═══ Data for this task ═══

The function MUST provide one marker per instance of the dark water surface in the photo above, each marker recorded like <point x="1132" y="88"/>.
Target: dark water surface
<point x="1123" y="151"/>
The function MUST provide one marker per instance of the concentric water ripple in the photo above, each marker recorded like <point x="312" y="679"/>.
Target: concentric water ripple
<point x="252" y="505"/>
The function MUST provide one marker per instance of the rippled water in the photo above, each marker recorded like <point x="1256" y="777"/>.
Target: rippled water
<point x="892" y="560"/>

═══
═══ Data for this task ═══

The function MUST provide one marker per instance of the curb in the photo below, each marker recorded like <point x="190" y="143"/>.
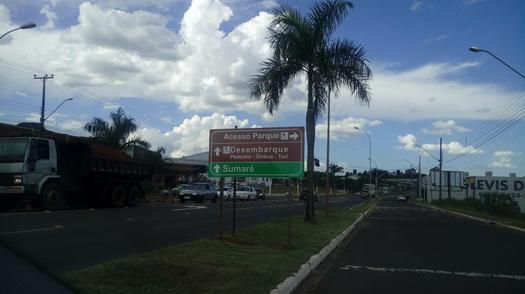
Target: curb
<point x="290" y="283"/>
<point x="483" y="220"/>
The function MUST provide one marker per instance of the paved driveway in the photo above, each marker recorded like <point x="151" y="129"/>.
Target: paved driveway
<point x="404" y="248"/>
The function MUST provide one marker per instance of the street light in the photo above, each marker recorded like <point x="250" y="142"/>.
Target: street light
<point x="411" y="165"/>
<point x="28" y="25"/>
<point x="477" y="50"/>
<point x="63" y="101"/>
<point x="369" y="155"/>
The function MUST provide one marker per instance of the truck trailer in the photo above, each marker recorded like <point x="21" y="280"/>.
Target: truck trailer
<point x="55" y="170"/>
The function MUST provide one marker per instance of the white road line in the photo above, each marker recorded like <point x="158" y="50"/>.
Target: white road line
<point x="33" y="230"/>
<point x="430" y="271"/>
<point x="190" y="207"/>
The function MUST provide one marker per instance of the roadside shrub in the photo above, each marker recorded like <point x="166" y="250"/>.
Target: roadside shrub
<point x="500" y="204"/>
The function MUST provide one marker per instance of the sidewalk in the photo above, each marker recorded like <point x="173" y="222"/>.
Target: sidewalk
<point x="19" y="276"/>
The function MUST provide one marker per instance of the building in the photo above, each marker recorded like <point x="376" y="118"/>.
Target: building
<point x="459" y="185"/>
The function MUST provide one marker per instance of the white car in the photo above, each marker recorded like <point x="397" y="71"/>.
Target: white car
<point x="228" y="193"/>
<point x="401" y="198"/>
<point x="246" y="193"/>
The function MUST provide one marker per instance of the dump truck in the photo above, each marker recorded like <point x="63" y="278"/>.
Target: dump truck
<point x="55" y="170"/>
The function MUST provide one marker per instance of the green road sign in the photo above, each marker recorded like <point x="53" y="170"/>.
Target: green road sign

═══

What needs to be done: Return the lines of the listing unchanged, beginning with the line that contains "The function MUST provide one marker per instance of the dump" and continuing through the line that contains "Target: green road sign", with both of those lines included.

Solution to the problem:
The function MUST provide one marker per instance of the dump truck in the photo above, each marker recorded like <point x="63" y="278"/>.
Target: dump truck
<point x="55" y="170"/>
The function MUST provide one marker per instance of the green road sign in the photo above, each marker recorded like <point x="53" y="170"/>.
Target: green road sign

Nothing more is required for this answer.